*** RECORDS SHOWN ***

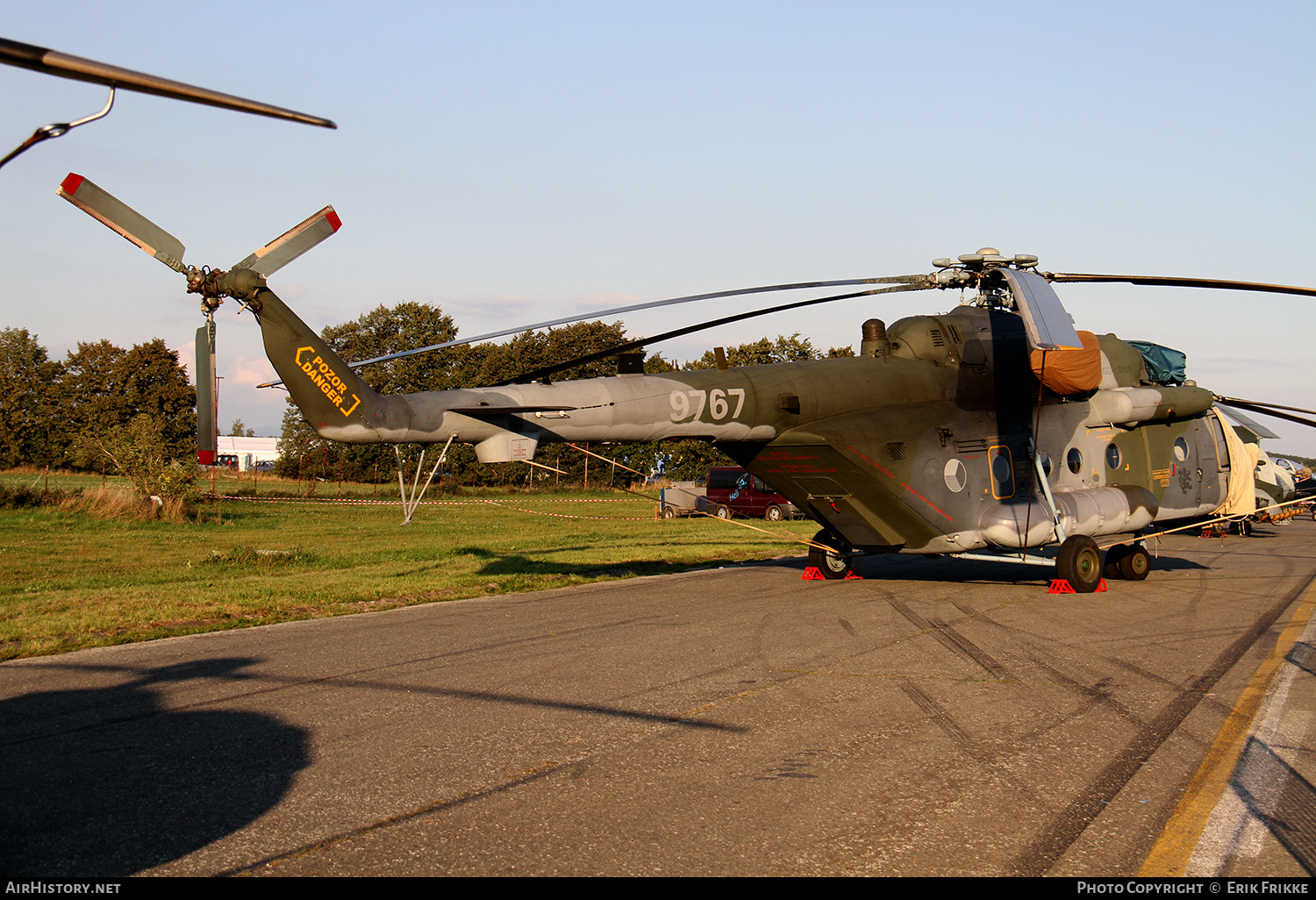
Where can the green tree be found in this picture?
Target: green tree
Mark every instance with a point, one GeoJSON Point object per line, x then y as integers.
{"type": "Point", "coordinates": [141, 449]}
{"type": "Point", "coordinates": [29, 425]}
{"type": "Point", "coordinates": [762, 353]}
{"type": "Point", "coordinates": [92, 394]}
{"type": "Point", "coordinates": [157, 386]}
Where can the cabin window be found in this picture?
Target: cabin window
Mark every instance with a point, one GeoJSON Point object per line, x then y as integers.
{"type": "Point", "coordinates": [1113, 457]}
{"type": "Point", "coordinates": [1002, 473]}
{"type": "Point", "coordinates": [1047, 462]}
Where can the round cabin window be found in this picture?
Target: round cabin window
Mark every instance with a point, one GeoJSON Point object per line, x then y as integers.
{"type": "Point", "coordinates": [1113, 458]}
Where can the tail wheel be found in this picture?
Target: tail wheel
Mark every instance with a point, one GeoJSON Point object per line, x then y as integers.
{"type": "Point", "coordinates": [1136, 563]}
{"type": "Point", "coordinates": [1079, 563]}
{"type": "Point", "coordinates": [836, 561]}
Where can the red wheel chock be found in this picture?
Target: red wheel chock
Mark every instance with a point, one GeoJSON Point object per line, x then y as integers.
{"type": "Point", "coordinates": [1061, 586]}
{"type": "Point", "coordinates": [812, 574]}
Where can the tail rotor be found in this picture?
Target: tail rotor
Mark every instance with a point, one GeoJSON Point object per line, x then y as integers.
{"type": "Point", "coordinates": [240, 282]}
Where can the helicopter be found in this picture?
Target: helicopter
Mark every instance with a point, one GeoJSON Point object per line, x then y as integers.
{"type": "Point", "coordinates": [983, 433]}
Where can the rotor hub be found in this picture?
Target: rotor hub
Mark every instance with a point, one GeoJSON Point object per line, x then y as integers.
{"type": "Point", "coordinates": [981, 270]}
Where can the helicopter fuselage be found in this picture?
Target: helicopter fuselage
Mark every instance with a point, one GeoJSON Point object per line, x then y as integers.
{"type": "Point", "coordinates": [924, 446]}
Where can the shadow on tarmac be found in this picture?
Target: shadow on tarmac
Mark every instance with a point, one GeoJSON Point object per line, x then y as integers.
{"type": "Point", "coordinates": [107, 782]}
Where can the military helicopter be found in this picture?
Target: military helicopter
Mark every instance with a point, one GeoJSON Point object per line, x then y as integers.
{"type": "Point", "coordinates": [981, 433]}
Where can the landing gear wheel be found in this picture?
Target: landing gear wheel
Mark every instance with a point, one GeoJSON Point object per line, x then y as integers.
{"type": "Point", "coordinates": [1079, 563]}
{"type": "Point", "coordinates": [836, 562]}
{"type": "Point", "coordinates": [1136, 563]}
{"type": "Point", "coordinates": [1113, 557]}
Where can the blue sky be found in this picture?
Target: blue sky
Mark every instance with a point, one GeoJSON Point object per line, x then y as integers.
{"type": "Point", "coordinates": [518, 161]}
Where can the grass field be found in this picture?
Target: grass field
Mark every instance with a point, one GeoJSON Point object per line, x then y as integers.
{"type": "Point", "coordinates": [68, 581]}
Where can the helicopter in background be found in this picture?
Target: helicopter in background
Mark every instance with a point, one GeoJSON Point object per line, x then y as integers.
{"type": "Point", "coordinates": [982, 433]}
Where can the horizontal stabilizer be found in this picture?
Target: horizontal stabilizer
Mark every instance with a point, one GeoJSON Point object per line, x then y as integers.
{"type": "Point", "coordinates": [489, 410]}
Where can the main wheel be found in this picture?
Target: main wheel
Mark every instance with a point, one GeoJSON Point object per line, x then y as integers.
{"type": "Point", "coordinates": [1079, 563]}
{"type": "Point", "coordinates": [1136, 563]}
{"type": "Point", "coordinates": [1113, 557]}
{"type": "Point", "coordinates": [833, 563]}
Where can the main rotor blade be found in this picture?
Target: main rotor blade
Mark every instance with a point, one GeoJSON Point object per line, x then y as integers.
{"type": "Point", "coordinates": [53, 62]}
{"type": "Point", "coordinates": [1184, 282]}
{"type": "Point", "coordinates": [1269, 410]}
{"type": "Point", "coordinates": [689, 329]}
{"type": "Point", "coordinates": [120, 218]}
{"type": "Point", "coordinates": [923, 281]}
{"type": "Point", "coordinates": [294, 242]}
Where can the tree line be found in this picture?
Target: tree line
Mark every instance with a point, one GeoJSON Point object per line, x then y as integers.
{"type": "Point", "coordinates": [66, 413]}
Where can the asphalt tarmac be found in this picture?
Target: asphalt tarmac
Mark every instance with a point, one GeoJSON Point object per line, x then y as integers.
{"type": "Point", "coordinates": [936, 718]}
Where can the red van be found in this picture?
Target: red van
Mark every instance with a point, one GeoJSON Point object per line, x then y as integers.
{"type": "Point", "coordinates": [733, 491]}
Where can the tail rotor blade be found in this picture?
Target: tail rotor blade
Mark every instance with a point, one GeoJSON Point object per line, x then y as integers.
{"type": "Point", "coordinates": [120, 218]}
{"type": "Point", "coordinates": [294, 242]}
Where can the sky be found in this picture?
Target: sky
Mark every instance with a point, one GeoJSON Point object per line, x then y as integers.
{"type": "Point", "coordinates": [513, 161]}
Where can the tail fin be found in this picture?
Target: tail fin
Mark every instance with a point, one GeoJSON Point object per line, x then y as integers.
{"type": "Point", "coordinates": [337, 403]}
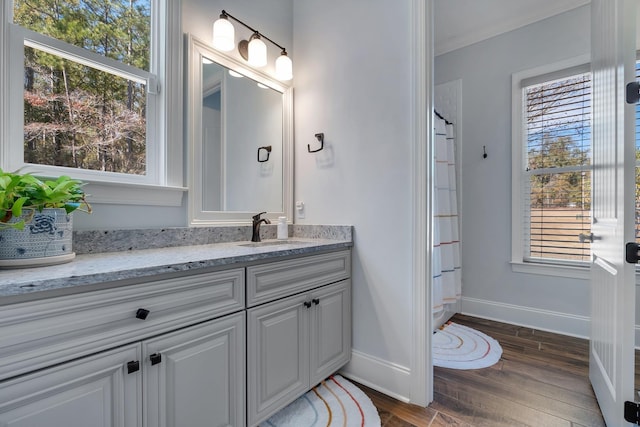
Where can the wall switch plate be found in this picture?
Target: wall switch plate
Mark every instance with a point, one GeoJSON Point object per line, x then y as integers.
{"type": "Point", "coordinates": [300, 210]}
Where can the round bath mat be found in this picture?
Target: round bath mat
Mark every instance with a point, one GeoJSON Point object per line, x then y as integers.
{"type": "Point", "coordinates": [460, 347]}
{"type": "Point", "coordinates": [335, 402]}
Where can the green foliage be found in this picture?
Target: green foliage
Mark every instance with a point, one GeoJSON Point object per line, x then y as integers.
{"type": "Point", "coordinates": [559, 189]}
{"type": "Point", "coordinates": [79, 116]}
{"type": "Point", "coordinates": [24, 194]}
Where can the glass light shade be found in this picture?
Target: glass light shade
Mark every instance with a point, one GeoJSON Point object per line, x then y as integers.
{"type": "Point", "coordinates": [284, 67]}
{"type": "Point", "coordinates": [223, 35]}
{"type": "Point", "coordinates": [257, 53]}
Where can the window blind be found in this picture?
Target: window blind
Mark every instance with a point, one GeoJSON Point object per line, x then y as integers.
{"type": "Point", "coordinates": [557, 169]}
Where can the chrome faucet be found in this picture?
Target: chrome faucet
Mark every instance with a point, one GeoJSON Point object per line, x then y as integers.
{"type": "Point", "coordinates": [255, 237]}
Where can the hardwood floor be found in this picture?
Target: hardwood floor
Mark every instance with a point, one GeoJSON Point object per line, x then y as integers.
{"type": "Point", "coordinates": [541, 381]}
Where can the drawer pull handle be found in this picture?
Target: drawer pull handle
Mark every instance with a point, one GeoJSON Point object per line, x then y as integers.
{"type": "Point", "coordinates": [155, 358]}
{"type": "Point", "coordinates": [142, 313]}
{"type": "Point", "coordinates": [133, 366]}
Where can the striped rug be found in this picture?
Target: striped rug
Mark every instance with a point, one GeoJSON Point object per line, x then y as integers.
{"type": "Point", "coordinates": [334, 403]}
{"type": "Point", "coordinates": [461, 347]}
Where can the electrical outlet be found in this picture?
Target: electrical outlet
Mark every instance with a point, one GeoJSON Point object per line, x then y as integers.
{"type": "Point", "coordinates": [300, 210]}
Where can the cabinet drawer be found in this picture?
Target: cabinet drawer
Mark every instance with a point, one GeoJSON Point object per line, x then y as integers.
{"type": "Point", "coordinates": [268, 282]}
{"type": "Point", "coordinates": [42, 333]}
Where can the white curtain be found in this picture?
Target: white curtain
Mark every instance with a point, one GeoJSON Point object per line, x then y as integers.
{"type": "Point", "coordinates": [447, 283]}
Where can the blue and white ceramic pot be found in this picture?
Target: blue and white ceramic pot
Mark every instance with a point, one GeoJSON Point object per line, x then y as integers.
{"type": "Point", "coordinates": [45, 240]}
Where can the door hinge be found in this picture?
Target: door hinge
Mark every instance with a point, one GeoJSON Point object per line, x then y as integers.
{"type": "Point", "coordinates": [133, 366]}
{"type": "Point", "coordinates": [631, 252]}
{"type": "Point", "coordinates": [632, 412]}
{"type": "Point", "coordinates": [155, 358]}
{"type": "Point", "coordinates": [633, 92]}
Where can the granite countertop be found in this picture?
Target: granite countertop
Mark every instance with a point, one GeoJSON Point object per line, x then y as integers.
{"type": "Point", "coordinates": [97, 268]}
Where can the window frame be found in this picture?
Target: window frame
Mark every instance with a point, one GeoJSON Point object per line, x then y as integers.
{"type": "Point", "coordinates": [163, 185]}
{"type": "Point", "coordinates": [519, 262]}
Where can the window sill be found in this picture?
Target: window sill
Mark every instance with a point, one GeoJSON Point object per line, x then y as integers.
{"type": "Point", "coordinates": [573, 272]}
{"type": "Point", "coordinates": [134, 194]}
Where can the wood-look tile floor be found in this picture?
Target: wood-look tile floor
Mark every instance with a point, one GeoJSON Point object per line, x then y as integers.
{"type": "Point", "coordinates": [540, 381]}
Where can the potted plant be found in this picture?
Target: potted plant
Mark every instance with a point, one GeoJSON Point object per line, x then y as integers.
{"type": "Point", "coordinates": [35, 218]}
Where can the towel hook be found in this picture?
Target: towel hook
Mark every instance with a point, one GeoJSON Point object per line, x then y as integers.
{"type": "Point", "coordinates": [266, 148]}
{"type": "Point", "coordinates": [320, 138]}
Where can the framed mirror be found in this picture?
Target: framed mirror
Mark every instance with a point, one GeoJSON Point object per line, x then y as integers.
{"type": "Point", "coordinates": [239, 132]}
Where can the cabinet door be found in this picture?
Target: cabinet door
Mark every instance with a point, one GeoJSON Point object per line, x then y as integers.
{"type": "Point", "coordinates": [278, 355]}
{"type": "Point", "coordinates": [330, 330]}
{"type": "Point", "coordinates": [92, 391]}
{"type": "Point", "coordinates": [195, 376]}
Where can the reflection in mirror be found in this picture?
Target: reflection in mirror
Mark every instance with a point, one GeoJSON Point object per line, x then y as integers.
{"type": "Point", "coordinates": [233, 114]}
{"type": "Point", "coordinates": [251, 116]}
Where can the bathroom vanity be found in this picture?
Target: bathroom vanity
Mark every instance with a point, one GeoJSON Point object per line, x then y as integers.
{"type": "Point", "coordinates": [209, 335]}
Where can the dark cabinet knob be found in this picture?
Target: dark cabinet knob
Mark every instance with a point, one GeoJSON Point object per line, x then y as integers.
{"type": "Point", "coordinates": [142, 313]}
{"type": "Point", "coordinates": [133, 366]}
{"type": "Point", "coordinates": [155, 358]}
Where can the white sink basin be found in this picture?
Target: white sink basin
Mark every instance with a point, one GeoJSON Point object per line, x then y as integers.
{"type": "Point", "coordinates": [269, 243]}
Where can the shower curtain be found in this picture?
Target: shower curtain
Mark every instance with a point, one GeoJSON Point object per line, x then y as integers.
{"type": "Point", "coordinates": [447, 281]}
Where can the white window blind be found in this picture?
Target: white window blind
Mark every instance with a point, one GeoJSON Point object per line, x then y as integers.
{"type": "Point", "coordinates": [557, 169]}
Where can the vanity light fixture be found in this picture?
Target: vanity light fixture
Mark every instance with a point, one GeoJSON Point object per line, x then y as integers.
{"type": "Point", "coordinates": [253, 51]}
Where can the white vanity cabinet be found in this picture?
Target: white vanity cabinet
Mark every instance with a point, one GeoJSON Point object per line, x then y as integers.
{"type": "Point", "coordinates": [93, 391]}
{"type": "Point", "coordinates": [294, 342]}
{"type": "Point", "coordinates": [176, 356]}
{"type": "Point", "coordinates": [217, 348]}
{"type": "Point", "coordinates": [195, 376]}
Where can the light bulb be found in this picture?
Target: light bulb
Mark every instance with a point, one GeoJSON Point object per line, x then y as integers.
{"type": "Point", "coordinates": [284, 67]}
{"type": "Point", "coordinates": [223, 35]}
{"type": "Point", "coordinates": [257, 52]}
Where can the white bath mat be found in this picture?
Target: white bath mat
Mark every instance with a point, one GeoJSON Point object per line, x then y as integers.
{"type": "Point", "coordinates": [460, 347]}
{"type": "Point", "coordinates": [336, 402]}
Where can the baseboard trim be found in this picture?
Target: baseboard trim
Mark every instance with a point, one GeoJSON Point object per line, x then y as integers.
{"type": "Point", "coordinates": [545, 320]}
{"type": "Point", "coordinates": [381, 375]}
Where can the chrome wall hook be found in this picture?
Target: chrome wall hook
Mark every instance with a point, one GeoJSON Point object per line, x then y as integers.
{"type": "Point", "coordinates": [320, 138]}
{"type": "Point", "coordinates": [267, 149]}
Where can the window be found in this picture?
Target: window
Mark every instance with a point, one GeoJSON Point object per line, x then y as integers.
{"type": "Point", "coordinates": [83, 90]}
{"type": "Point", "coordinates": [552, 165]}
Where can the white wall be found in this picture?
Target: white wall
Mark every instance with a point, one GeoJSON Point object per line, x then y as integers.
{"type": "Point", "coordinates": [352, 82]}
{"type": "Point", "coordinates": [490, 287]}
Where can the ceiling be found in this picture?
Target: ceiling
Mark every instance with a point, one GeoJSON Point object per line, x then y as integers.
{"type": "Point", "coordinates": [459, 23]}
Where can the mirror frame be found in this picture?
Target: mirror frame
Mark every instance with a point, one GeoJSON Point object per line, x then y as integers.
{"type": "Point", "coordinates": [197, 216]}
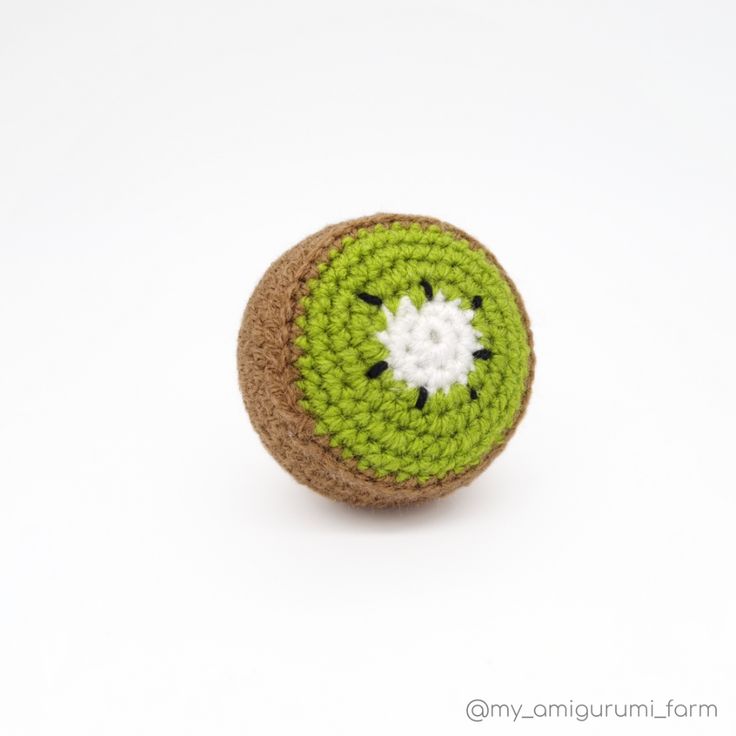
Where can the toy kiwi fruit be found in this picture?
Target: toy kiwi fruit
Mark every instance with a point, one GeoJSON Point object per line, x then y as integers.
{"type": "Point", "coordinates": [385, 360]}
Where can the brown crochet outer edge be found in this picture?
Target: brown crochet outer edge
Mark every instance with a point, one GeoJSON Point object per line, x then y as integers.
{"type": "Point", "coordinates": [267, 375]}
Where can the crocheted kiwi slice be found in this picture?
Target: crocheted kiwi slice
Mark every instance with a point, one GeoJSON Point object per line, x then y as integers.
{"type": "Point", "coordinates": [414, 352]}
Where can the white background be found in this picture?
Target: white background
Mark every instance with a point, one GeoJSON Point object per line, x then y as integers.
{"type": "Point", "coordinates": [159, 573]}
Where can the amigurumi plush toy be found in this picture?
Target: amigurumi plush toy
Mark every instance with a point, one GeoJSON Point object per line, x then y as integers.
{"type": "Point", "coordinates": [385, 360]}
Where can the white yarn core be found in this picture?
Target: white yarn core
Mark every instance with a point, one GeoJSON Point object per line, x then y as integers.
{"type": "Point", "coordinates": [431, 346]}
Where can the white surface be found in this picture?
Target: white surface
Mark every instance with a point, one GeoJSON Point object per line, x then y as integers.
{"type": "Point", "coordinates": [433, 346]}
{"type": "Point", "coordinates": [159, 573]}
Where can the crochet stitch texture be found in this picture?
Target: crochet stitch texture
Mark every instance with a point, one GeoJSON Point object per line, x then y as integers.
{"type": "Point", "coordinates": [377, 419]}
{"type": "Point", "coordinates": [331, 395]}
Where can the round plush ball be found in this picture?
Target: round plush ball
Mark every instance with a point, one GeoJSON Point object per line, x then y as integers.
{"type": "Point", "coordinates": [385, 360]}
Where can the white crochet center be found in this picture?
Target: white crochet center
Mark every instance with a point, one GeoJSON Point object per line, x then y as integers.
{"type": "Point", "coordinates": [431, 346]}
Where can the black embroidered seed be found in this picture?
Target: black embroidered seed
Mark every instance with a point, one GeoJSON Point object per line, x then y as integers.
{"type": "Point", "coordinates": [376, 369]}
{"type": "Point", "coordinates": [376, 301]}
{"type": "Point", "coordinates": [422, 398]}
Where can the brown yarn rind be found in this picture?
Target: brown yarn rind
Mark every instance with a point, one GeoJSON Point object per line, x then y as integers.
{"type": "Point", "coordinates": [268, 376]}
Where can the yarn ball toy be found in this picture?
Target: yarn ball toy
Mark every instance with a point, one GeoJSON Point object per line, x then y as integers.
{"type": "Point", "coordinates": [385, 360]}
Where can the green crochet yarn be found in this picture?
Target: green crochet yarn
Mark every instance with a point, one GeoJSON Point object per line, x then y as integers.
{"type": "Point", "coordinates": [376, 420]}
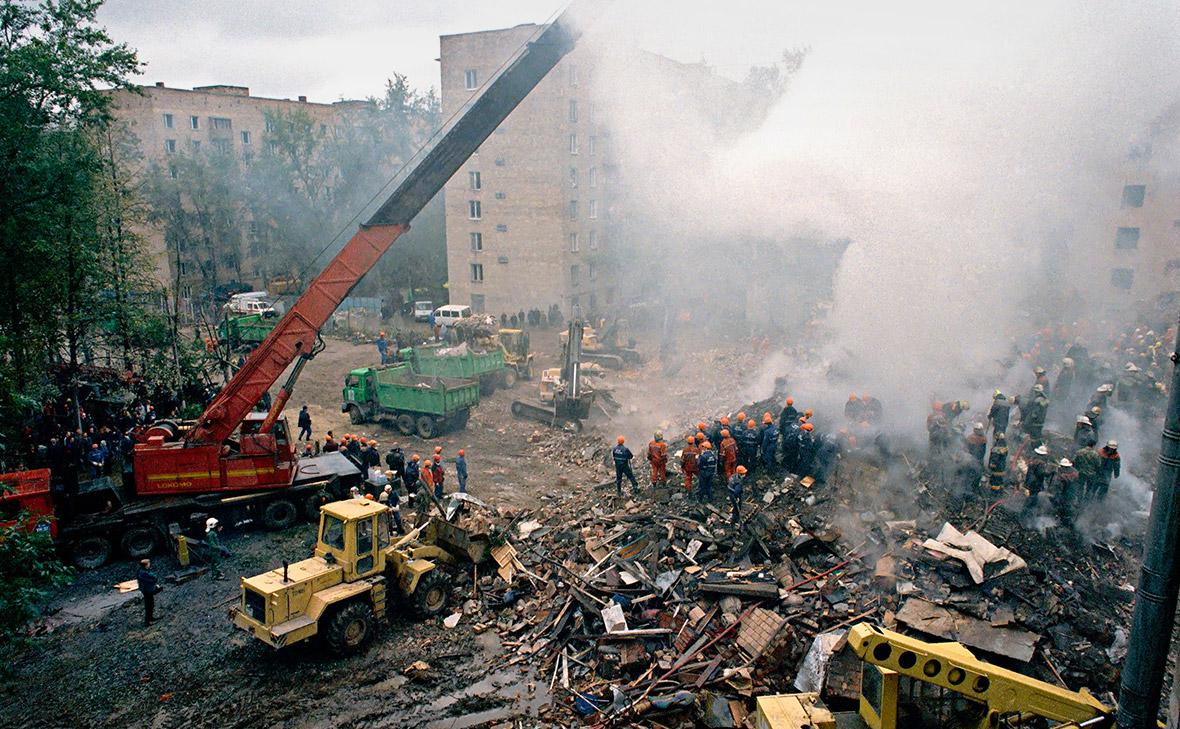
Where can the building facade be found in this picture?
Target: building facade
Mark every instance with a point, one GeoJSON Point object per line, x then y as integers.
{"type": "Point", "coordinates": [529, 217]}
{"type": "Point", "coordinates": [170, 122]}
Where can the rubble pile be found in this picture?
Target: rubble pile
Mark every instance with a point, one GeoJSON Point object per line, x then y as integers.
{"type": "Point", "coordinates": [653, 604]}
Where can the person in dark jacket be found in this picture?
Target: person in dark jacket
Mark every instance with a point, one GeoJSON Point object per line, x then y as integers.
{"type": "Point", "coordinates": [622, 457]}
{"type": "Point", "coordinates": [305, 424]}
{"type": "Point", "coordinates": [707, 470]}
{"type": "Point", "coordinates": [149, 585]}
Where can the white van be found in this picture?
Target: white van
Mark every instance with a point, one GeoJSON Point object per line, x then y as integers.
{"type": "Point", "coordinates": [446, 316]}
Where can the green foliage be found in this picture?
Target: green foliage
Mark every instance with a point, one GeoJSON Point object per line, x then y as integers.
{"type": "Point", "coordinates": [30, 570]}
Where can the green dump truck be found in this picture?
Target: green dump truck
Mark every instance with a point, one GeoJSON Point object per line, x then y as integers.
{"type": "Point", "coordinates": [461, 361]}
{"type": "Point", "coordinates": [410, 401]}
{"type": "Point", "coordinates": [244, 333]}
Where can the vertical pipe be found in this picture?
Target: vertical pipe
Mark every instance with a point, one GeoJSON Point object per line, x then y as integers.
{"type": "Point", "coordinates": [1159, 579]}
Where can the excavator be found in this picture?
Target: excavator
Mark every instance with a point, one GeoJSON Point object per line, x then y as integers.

*** End of RECORDS SHOWN ***

◆ **WHAT IS REQUIRED**
Please reproduce exactly and only the lines from the first line of the records through the line containing "Target: cabin window", both included, omitting any pictures.

◆ **RESULT OF THIS EXERCISE**
Where can the green tree be found in this picture?
Target: green tree
Mark every instance with a point, one GeoJSON Point object per line, x then y as integers.
{"type": "Point", "coordinates": [141, 449]}
{"type": "Point", "coordinates": [29, 425]}
{"type": "Point", "coordinates": [762, 353]}
{"type": "Point", "coordinates": [92, 394]}
{"type": "Point", "coordinates": [157, 386]}
Where can the cabin window be found in this picture?
Target: cabin window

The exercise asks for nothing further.